[Dataset excerpts — start]

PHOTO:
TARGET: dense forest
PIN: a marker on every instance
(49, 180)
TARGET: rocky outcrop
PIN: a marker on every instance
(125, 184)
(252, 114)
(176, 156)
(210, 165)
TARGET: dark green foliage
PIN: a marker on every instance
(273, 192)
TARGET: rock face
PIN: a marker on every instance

[Dataset excerpts — finish]
[Dataset excerpts — start]

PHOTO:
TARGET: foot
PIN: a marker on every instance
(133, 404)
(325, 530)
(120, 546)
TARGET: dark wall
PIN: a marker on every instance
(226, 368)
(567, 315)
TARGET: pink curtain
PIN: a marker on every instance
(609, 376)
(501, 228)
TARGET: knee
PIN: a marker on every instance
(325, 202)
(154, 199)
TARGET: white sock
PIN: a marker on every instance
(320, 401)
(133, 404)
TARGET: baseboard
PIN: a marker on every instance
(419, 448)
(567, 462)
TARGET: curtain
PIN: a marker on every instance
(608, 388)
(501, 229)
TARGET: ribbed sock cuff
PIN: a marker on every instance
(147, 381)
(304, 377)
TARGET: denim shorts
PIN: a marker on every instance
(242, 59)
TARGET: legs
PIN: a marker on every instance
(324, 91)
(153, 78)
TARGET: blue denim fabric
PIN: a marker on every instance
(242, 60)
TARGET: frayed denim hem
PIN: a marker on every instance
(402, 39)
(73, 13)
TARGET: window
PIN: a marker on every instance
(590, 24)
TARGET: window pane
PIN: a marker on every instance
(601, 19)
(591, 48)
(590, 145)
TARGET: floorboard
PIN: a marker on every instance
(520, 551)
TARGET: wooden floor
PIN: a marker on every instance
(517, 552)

[Dataset excerpts — finish]
[Dataset excerpts — start]

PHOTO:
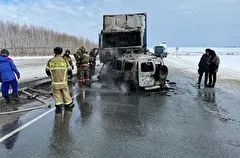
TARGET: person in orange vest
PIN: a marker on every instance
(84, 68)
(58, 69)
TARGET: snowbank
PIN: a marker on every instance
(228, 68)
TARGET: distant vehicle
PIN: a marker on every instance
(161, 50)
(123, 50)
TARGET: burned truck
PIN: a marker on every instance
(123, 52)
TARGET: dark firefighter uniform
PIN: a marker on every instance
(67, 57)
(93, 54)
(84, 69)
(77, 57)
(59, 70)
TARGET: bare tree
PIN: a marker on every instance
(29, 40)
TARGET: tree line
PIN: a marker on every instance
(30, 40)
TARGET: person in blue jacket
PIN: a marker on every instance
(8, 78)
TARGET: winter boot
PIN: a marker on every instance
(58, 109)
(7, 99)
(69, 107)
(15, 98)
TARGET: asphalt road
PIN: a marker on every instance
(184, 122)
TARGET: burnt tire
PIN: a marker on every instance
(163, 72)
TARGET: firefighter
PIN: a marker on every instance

[Dataset excerpts — finish]

▶ What you have to do
Pull from the data each line where the string "dark" turns up.

▶ Output
TARGET: dark green foliage
TARGET: dark wall
TARGET: dark firefighter uniform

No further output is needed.